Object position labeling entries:
================
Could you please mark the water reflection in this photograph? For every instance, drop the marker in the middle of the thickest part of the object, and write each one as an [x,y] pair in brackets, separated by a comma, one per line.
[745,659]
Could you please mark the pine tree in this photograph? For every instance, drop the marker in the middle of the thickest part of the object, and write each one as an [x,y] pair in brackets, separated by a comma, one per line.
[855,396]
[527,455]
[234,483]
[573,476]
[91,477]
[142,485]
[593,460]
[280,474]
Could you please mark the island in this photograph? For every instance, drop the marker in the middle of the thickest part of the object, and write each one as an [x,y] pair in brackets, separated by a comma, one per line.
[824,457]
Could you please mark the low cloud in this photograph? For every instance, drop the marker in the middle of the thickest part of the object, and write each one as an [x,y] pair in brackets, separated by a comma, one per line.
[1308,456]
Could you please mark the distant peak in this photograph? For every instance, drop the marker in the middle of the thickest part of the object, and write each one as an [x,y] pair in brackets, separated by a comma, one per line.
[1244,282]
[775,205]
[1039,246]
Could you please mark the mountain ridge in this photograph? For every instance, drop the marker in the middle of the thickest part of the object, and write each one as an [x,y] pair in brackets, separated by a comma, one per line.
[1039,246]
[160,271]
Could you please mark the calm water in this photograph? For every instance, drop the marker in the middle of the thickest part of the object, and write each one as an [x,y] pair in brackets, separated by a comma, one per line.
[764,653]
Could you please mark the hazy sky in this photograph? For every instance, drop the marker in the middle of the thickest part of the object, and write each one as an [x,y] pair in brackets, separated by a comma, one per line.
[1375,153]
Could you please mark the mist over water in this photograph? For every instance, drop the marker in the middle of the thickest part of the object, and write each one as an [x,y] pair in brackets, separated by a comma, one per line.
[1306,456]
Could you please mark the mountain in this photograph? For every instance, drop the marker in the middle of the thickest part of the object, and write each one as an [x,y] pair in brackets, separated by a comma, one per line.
================
Arrange the lines as a numbered list, starting at the line that contains "Could you please mark the mist" and continuing through the final line, with both ends included. Omit any blank lines.

1. Could you please mark the mist over water in this photograph? For every instance, drop the marker in the middle of the thickest part of the object, and write each one as an [x,y] pair in brackets, separated by a comma, one per line.
2. [1306,456]
3. Could you please mark the mountain in this photograph? For every instance, drop the marker in the middle of the thickest part of the object, and write each one as an [x,y] pair in brackets, separated by a comma, one per line.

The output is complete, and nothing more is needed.